Goal:
Rewrite the records from the start through the line that contains "[0,177,284,472]", putting "serpent" wherever "snake" appears and changing nothing else.

Records for the task:
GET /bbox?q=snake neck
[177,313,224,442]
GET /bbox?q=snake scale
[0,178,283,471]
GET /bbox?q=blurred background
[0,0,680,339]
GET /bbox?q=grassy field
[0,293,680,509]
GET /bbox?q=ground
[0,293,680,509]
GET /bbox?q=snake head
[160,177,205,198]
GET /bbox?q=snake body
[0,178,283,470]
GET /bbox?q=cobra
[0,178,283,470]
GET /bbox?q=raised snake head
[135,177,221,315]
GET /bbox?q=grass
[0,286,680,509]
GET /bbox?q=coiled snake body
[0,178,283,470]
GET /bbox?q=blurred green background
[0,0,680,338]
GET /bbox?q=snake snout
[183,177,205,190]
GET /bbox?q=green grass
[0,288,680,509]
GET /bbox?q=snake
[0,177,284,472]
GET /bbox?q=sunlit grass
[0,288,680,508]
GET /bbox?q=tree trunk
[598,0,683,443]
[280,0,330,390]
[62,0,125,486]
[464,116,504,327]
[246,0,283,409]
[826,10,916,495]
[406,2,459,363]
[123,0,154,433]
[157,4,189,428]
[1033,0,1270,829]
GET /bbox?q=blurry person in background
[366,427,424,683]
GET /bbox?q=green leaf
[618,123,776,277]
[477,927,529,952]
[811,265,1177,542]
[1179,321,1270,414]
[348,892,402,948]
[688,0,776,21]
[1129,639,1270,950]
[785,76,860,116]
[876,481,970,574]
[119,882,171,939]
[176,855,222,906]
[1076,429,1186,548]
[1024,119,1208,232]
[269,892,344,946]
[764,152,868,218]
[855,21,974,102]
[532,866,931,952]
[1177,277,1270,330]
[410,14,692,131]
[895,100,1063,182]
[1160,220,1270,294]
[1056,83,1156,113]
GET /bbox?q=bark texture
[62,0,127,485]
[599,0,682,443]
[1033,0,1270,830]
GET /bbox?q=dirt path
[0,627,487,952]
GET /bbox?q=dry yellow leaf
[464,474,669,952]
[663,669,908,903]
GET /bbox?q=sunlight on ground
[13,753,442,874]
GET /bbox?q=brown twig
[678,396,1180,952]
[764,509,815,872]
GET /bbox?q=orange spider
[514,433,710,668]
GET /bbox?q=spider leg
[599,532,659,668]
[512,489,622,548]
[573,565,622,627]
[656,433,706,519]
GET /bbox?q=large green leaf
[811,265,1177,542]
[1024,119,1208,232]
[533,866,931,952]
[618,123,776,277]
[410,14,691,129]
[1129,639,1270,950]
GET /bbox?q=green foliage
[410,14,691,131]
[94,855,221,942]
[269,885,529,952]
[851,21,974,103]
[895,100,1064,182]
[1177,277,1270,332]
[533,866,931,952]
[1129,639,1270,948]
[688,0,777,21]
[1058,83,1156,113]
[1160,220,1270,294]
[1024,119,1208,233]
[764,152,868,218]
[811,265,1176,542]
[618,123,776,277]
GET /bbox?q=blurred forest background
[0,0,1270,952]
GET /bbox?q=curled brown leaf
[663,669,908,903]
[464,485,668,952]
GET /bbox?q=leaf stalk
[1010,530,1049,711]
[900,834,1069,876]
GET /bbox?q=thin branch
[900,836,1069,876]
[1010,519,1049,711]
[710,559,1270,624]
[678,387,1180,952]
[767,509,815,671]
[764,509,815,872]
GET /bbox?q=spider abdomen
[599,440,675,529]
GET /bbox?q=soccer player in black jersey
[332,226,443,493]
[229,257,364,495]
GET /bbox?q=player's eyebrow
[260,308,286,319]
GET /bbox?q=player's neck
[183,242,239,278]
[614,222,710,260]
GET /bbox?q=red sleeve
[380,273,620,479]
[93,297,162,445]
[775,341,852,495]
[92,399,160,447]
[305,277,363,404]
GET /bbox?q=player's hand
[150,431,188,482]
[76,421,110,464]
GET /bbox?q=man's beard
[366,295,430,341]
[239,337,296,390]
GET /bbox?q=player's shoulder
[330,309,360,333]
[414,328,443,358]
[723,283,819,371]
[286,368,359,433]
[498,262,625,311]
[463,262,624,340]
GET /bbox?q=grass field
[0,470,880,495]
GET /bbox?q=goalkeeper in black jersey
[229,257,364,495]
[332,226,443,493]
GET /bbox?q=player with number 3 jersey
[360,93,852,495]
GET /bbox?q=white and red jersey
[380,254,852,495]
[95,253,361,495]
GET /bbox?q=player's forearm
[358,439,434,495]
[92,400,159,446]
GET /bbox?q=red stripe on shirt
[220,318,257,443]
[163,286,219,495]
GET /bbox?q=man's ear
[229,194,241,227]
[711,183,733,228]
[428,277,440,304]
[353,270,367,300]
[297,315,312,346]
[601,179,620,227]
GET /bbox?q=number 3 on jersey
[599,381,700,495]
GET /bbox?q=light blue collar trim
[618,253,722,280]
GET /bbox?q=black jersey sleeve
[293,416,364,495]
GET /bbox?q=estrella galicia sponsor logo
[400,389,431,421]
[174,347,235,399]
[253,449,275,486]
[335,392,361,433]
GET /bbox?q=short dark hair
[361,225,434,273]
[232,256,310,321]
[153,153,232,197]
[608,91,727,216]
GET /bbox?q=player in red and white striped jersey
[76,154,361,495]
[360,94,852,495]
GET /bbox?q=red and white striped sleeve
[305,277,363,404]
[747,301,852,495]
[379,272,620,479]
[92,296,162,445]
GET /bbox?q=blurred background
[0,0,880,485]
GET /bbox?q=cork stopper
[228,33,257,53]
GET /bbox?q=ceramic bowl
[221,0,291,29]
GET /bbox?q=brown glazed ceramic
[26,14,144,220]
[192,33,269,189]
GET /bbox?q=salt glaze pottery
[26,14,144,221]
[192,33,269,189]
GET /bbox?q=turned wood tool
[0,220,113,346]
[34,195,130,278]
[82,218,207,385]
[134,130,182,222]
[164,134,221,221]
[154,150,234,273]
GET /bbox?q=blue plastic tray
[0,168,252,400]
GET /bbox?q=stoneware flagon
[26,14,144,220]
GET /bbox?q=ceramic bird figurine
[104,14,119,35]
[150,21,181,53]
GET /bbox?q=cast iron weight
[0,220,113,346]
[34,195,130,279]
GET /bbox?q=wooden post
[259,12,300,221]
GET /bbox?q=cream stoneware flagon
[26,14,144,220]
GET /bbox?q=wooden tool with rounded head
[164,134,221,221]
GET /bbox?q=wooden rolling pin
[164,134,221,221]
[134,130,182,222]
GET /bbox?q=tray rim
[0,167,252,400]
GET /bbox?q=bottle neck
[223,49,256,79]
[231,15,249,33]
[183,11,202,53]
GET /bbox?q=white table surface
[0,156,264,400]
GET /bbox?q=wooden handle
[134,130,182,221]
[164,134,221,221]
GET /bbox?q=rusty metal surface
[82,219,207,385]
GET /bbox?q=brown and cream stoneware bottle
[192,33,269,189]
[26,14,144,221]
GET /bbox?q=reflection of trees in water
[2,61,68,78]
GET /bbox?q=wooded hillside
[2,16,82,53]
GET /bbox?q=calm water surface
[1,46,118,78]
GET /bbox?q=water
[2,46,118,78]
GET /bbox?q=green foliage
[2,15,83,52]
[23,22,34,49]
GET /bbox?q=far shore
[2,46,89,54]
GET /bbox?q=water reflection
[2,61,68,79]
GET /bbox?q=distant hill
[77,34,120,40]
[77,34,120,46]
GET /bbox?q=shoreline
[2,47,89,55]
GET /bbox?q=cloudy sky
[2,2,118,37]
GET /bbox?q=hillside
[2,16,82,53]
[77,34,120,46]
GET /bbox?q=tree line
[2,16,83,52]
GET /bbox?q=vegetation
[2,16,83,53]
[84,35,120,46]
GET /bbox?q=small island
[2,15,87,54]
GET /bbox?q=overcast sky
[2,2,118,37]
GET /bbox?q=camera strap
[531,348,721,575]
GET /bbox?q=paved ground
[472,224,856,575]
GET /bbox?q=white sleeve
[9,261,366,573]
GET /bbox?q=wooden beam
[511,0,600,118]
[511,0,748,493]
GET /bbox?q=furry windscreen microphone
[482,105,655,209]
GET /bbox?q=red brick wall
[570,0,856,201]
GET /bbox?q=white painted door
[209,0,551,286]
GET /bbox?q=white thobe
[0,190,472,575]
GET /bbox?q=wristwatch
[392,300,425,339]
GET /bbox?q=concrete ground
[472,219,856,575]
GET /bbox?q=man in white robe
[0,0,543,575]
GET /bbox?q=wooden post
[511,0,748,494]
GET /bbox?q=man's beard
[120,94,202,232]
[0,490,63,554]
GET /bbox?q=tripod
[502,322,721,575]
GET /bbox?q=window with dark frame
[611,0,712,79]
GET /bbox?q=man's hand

Answer below:
GET /bbox?q=serpent neck
[177,313,224,442]
GET /bbox?q=serpent scale
[0,178,283,471]
GET /bbox?q=blurred background
[0,0,680,339]
GET /bbox?q=grassy field
[0,293,680,509]
GET /bbox?q=ground
[0,293,680,509]
GET /bbox?q=serpent head
[160,177,205,198]
GET /bbox?q=serpent body
[0,178,283,470]
GET /bbox?q=cobra
[0,178,283,470]
GET /bbox?q=raised serpent head
[135,177,221,315]
GET /bbox?q=grass
[0,286,680,509]
GET /bbox?q=coiled serpent body
[0,178,283,470]
GET /bbox?q=blurred green background
[0,0,680,338]
GET /bbox?q=serpent snout
[183,177,205,190]
GET /bbox?q=green grass
[0,288,680,509]
GET /bbox?q=serpent
[0,177,284,472]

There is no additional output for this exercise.